The question is if the end goal is to build a question answer system then how is it built to accomplish this? I’ll save you the research and just give it to you.
The first thing is to get a dataset, and do some exploratory analysis to determine what needs to be done to it. The Covid-19 dataset we used can be found on the Semantic Scholar.
In this article we are going to breakdown the ETL process further to gather some important information about the studies in the dataset. This will help give weight to the information in the articles moving forward. eg, We want specific types of studies, and prefer studies with large sample sizes and newer articles should have preference.
For ease of use and data exploration I have made a copy of the indexed corpus in sqlite format available for download directly.
What information we might want to gather from these research documents that is not in the meta data?
1. Study type
2. Sample size
3. Sampling method
We will not be looking for Authors and publish date in this version as it is commonly available in the metadata. In the future it would be great to improve this even further to be able to handle all relevant attributes for clinical studies. This would make it useful in other aspects of clinical research processing.
Study type may need more manual classification, and processing as well. This appears to be a document embedding similarity-based machine learning problem that will require vectoring each of the documents into a labeled dataset. This will be looked at further in our next review.
When we focus on extracting the sample size and methodology, we can breakdown the problem. For our purpose we need to locate only the sentences that contain the data we first need, then will do further NLP parsing in order to extract the specific information that is required.

• Task prompt: In the article above about the Covid-19 research dataset, what three kinds of information does it aim to gather from the documents that are not in the metadata?

• Extracted data:
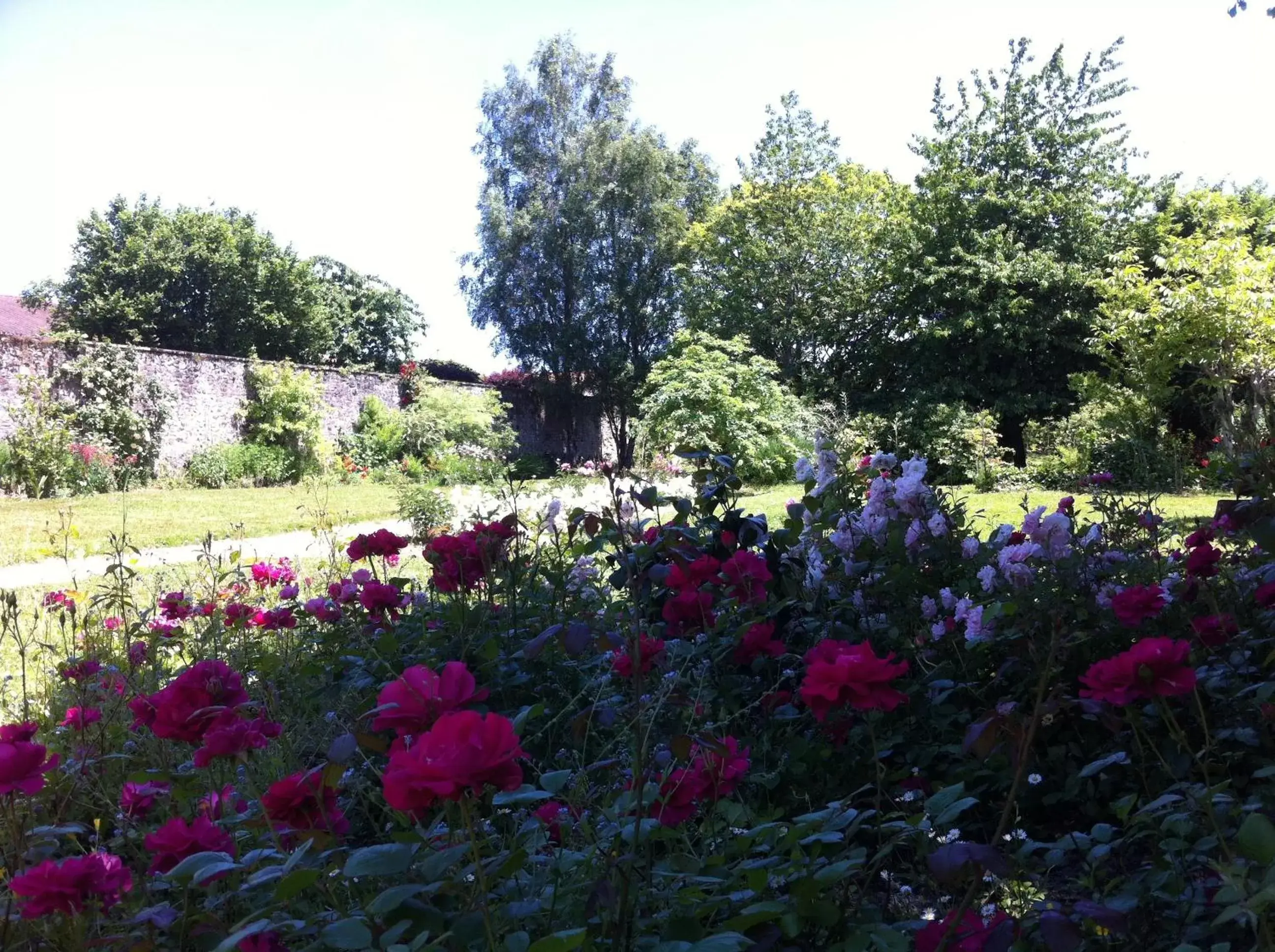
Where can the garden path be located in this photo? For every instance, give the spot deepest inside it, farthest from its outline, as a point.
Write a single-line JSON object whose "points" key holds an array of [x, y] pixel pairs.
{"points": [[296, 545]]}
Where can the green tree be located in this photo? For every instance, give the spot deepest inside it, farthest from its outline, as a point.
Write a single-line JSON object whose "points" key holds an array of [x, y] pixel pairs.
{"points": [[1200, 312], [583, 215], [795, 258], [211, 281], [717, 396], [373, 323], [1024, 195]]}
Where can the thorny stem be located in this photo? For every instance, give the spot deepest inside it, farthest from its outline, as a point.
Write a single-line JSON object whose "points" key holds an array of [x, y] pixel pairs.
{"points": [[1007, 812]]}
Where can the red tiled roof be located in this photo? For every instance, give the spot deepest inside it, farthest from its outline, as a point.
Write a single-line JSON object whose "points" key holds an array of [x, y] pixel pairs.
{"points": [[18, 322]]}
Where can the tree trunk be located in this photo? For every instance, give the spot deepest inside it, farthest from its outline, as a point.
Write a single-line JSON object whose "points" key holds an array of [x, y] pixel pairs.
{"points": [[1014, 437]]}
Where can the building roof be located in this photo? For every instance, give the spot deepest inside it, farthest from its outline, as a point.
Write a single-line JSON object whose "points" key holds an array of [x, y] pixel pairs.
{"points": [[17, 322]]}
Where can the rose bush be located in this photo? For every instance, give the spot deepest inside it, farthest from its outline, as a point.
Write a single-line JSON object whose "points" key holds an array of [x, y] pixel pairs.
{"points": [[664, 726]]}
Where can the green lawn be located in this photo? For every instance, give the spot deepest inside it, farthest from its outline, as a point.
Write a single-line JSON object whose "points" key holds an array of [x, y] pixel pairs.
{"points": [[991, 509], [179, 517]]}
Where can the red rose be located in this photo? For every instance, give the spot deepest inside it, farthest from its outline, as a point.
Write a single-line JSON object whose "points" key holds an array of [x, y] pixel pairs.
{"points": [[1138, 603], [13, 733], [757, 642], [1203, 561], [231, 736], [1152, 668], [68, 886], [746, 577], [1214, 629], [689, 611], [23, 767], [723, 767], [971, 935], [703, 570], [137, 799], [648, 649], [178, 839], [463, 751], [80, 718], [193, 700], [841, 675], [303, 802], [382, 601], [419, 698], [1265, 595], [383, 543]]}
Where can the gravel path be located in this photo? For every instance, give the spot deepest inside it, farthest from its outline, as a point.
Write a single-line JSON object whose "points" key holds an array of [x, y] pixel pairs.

• Worked solution: Study type, sample size, and sampling method.